▸ Exercise aim
Please count the lines below that contain the string "soldier" and give only that number.

[Entries from an annotation dataset]
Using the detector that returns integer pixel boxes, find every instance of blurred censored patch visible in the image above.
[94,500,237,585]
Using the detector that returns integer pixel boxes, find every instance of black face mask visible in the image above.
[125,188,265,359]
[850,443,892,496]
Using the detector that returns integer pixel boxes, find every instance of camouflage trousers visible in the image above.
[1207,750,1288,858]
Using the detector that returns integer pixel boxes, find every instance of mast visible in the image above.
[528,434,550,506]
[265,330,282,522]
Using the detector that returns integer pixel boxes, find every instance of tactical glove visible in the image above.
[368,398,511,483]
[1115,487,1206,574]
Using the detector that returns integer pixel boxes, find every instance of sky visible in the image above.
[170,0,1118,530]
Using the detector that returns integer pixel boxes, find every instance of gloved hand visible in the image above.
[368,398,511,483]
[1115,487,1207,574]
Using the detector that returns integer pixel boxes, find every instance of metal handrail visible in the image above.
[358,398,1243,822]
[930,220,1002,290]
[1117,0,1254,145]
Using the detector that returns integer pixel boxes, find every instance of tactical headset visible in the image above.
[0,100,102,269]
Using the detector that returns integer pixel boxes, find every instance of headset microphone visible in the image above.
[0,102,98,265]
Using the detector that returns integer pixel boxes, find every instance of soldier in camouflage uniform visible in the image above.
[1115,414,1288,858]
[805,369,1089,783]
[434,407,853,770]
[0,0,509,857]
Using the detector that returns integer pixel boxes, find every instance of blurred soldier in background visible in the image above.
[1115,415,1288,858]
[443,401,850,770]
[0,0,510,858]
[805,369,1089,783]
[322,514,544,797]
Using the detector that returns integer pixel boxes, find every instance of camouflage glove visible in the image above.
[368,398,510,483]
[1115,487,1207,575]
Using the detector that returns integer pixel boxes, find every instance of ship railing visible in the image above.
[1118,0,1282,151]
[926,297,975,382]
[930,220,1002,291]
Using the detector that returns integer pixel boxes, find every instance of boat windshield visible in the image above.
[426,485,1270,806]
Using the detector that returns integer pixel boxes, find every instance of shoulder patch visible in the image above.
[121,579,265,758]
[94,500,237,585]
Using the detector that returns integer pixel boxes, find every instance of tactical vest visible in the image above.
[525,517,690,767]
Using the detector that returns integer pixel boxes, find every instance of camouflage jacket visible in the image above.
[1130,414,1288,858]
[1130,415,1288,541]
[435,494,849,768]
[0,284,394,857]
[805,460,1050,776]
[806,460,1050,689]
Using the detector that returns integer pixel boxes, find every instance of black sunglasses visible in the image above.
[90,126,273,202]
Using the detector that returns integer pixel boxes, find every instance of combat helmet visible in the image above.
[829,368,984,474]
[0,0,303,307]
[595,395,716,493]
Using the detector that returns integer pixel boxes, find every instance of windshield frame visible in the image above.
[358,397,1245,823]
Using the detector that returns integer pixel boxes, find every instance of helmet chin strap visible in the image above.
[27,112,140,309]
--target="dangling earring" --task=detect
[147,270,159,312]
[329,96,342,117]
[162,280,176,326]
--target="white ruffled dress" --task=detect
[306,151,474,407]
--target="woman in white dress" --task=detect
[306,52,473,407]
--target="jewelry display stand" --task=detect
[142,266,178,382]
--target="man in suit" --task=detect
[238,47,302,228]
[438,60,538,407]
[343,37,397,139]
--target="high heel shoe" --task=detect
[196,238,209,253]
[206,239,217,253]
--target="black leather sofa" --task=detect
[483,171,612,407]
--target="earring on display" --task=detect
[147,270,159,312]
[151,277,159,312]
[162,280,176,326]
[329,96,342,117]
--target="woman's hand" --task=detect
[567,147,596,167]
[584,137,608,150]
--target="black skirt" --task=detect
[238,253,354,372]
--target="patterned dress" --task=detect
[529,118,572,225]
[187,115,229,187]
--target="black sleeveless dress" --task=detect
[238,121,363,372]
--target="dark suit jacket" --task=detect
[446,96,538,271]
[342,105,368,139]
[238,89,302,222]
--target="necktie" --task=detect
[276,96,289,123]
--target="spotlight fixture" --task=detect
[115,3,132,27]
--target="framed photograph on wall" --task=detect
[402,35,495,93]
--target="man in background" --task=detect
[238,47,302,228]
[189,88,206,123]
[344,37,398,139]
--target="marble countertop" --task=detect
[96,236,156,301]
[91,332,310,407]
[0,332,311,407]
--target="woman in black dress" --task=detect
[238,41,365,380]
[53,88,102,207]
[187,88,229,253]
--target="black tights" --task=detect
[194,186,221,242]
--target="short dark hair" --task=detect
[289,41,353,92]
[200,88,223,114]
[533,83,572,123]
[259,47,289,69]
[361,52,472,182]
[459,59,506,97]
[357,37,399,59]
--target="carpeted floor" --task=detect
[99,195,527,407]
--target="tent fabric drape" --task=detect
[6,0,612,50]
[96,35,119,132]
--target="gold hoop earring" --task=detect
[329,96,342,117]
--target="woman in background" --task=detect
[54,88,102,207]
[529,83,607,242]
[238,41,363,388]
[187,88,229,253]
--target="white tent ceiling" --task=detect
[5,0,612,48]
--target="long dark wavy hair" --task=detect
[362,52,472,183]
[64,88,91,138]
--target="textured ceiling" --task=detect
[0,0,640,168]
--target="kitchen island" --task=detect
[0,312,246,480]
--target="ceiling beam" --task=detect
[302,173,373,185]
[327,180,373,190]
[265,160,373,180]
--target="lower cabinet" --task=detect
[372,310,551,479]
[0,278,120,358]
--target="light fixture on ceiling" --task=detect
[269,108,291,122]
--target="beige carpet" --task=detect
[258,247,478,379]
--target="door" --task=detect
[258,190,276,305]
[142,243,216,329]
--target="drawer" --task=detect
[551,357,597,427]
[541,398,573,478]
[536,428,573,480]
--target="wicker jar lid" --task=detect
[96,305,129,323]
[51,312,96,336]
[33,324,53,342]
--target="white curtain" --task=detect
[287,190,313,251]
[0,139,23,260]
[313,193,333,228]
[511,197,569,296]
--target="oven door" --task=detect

▸ Answer to this task
2